Requirement: Reproduce all of the data below line for line, unchanged, but leave the pictures out.

— Start Task inputs —

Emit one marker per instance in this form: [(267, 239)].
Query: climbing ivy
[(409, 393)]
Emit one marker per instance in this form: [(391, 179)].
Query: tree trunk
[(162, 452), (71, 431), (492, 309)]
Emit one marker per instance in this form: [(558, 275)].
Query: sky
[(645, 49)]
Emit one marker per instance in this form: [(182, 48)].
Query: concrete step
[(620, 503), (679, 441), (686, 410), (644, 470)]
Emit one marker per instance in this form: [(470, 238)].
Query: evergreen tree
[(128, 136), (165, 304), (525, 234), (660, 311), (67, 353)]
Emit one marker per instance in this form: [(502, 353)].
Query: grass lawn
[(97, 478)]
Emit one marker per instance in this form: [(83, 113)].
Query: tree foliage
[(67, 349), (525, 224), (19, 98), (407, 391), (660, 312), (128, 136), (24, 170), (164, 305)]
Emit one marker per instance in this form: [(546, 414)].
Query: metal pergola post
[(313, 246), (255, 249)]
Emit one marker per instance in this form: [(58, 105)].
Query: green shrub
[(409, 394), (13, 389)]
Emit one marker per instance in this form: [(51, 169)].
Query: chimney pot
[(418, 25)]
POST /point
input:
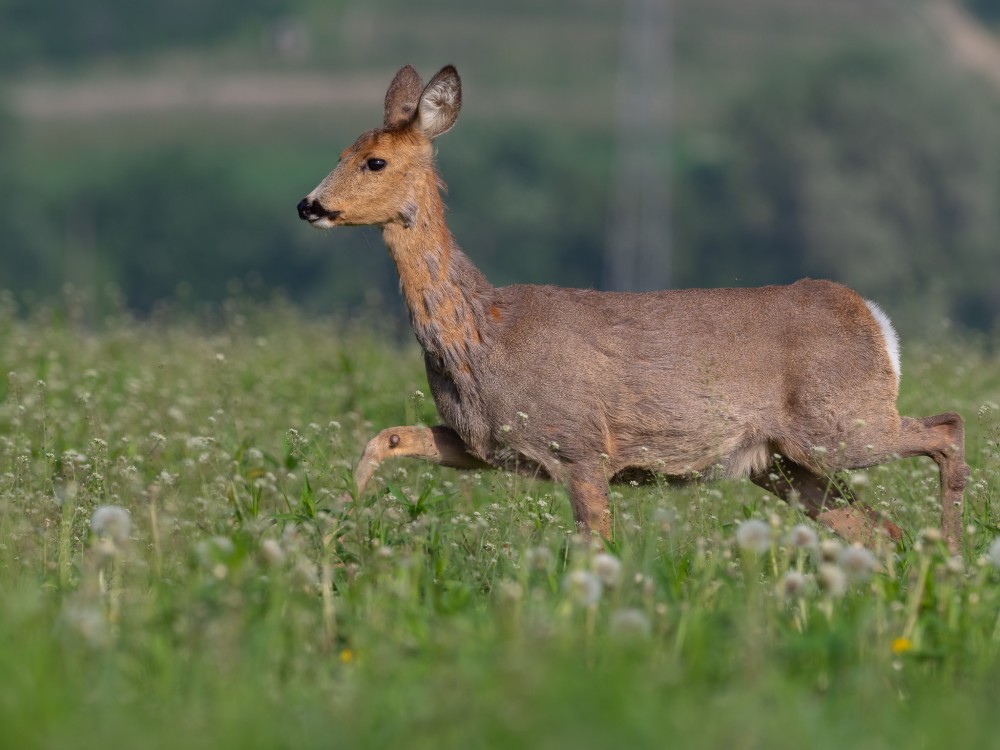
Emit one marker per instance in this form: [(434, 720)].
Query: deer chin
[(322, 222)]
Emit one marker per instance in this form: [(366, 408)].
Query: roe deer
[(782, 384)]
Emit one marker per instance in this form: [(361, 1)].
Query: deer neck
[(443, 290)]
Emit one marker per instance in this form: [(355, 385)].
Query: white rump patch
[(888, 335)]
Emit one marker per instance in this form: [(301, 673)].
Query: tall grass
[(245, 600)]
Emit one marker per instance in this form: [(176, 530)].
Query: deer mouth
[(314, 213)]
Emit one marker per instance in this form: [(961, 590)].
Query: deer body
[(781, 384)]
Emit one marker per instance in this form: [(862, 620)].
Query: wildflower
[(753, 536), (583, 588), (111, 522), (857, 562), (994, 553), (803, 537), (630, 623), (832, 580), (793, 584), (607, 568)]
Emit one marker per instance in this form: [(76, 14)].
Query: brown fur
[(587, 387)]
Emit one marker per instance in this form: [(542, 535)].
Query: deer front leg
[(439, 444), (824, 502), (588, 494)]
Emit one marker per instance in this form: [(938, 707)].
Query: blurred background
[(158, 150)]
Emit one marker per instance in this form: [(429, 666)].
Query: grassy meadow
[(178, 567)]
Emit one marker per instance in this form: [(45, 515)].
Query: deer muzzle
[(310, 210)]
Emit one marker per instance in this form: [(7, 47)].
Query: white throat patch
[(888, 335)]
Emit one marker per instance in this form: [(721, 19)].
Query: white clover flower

— End Task inputs —

Response to the exercise:
Emit one marker per instance in this form: [(267, 239)].
Query: climbing ivy
[(409, 393)]
Emit one marker per instance in this form: [(391, 179)].
Query: tree trunk
[(162, 452), (71, 431), (492, 309)]
Emit one marker per instance in this form: [(558, 275)].
Query: sky
[(645, 49)]
Emit one marker per instance in this form: [(182, 48)].
Query: concrete step
[(620, 503), (679, 441), (686, 410), (644, 470)]
Emit one marker per instance in this form: [(470, 238)].
Query: evergreen tree
[(128, 136), (165, 304), (525, 234), (660, 311), (67, 353)]
Emit one marker per instance in this form: [(502, 353)].
Query: grass lawn
[(97, 478)]
Emit one marker per instance in this form: [(83, 113)].
Query: tree foliage
[(67, 349), (525, 224), (19, 98), (407, 391), (660, 312), (128, 136), (24, 170), (164, 305)]
Emit one marker per instance in this form: [(546, 414)].
Query: metal pergola post
[(313, 246), (255, 249)]
Emit one marker per instance in this form: [(58, 105)].
Query: green shrub
[(409, 394), (13, 389)]
Emit one marker per instance in this form: [(51, 169)].
Query: chimney pot
[(418, 25)]
POST /point
input:
Emit one marker per instance in this form: [(434, 720)].
Query: deer chin
[(322, 222)]
Emit one marker per instance in this form: [(366, 408)].
Query: roe deer
[(782, 384)]
Emit one marker per instance in this form: [(361, 1)].
Query: deer neck
[(443, 290)]
Emit one marker per instance in this form: [(355, 385)].
Query: white rump patch
[(888, 335)]
Emit one marker per instance in this form: [(301, 673)].
Query: tall grass
[(245, 600)]
Emit one marker per instance in this form: [(176, 530)].
Query: deer mouth
[(314, 213)]
Emit one marker per instance in this form: [(961, 590)].
Query: deer body
[(781, 384)]
Emit one marker per instance in this form: [(862, 620)].
Query: wildflower
[(753, 536), (583, 588), (111, 522), (857, 562), (994, 553), (803, 537), (630, 623), (832, 580), (793, 584), (607, 568)]
Emit one marker per instance in this form: [(76, 14)].
Query: brown fur
[(587, 387)]
Emit one marker per instance in this form: [(542, 535)].
Query: deer front leg
[(439, 444), (824, 502), (588, 494)]
Emit one marker per instance in this form: [(938, 707)].
Query: blurred background
[(158, 150)]
Emit one marker per instance in this form: [(429, 666)].
Query: grassy meadow
[(178, 567)]
Emit one marker per instance in this form: [(45, 515)].
Query: deer muzzle
[(310, 210)]
Emit one marker per instance in this form: [(7, 47)].
Query: white throat patch
[(888, 335)]
Emit one marker per instance in this form: [(721, 19)].
Query: white clover flower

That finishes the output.